## What is expected
Reproduce the material word for word, from its first line through the line containing "column 354, row 145".

(Collection entries)
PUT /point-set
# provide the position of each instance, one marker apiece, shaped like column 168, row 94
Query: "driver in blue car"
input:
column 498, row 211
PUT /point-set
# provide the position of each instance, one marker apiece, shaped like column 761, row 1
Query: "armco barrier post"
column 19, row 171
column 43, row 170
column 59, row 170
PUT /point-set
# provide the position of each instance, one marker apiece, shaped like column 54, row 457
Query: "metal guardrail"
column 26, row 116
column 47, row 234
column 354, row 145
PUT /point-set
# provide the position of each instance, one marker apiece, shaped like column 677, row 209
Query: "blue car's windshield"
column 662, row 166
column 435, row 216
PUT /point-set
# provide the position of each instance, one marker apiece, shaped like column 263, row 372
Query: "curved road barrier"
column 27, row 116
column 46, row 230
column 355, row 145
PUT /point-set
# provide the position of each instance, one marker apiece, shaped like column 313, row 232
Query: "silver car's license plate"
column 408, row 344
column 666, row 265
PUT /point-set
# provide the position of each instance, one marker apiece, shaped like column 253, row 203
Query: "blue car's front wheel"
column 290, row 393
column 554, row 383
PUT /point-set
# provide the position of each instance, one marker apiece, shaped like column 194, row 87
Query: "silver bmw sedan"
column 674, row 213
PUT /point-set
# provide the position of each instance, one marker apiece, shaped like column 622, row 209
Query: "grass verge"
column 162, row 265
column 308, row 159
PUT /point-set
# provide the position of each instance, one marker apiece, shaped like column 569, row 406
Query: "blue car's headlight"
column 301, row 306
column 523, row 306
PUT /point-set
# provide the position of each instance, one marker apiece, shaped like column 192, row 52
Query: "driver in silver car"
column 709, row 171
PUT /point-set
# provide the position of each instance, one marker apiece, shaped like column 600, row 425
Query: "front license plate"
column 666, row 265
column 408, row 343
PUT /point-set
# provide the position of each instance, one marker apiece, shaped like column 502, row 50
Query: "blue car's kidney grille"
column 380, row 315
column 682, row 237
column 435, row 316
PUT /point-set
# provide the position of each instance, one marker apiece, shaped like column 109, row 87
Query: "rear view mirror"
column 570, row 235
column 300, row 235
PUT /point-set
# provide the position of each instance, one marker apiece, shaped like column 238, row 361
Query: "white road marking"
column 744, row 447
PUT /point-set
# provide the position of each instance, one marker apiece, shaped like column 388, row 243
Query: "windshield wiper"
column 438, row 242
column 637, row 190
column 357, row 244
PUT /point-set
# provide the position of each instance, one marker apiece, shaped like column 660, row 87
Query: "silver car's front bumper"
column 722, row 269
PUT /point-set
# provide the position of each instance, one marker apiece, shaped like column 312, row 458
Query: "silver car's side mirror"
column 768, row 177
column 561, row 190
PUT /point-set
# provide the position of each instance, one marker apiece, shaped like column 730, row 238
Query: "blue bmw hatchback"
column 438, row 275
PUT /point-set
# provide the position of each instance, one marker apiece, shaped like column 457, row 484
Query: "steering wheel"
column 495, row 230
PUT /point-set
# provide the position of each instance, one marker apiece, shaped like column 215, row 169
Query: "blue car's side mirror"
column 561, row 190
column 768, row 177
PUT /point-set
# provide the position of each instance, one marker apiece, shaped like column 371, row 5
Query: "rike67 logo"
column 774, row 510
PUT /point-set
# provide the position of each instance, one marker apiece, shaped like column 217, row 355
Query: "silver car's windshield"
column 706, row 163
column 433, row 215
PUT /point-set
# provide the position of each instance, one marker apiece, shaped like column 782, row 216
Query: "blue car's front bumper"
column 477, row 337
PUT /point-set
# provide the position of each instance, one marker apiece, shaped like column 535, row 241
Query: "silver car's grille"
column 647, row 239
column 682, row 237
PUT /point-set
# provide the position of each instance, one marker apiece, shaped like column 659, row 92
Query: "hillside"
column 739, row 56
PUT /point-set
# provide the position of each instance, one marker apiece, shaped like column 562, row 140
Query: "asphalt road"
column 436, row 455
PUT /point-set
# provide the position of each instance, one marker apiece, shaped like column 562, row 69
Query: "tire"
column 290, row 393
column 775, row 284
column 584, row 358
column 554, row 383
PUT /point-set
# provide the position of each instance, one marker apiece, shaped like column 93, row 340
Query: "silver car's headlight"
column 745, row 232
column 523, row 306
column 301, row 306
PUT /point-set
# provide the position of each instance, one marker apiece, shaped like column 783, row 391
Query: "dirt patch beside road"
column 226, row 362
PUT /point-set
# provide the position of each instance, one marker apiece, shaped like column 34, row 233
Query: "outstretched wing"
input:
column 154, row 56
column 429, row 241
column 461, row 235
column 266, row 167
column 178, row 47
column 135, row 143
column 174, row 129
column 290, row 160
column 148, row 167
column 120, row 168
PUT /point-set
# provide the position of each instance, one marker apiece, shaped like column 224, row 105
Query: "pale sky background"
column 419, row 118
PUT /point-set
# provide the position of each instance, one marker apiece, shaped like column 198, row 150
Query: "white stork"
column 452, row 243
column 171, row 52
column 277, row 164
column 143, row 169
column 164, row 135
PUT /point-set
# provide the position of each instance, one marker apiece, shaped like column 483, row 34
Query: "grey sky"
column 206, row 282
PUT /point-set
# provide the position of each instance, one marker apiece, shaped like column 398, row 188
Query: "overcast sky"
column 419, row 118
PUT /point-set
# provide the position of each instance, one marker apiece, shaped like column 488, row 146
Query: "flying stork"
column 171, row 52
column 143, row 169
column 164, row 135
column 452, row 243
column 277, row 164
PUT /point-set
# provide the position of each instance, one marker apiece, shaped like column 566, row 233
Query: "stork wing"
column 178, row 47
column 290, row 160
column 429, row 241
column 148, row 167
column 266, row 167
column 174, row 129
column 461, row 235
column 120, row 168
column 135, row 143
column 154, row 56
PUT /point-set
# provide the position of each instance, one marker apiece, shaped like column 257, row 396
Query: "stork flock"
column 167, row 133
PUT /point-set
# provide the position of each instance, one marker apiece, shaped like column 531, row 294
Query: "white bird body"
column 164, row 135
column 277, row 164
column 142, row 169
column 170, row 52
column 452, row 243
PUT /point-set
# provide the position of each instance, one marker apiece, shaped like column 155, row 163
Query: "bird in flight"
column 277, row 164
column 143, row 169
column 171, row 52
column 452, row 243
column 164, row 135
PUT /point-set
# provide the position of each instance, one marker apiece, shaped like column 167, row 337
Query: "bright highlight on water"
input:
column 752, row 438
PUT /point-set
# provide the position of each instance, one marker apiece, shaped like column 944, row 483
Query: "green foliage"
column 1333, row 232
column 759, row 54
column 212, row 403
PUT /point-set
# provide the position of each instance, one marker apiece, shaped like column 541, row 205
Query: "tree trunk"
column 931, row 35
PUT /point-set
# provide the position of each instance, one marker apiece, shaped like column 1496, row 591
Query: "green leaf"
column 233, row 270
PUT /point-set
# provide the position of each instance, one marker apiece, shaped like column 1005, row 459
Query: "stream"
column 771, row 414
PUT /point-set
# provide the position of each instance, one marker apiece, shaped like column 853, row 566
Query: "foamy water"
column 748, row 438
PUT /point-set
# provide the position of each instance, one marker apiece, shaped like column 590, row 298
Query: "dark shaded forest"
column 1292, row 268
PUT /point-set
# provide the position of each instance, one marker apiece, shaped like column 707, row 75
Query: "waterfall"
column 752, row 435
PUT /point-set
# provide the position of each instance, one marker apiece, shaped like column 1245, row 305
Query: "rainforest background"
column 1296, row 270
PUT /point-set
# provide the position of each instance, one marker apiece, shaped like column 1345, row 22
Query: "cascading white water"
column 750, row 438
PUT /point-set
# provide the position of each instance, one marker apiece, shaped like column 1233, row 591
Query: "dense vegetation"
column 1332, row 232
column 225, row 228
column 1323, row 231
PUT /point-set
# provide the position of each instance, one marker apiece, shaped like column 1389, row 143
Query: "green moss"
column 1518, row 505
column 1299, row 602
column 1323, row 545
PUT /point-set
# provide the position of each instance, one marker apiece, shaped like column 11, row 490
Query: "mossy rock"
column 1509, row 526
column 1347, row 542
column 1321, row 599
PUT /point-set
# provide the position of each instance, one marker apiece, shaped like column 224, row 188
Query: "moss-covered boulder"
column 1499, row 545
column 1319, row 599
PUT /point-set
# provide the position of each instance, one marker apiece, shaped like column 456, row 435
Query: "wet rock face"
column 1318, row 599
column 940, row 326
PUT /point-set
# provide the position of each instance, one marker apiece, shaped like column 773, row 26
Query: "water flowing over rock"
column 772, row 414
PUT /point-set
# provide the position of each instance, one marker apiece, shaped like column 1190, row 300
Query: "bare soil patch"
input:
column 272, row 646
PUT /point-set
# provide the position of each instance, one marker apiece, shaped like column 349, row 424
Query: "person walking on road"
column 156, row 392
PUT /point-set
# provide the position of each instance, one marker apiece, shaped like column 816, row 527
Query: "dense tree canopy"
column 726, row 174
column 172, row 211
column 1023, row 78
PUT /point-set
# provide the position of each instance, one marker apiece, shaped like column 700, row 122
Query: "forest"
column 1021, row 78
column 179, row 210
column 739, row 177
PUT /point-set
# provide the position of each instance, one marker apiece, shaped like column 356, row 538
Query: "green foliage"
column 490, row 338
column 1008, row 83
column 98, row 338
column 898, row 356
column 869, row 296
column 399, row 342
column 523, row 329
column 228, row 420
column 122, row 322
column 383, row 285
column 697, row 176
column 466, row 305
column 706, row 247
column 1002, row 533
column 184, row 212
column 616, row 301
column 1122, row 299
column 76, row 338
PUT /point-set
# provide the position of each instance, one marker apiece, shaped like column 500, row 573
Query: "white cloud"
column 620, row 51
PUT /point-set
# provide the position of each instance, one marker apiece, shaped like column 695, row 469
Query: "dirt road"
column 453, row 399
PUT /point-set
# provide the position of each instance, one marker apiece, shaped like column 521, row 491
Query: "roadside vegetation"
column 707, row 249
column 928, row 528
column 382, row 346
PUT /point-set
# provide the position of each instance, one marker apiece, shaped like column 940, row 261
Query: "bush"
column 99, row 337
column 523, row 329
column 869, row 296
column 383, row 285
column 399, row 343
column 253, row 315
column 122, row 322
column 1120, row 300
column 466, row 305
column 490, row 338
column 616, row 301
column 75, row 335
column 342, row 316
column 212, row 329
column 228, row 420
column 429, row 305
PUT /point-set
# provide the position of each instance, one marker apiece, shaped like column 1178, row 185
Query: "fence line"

## The result
PUT /point-set
# provide the position of each instance, one marker apiece, shaped like column 168, row 94
Query: "driver in blue car"
input:
column 498, row 211
PUT /point-set
# provide the position of each instance, one marker apiece, shaped like column 761, row 1
Query: "armco barrier post"
column 19, row 171
column 43, row 170
column 59, row 170
PUT /point-set
# provide the position of each instance, one marker apiece, shaped like column 54, row 457
Query: "metal guardrail"
column 26, row 116
column 47, row 234
column 354, row 145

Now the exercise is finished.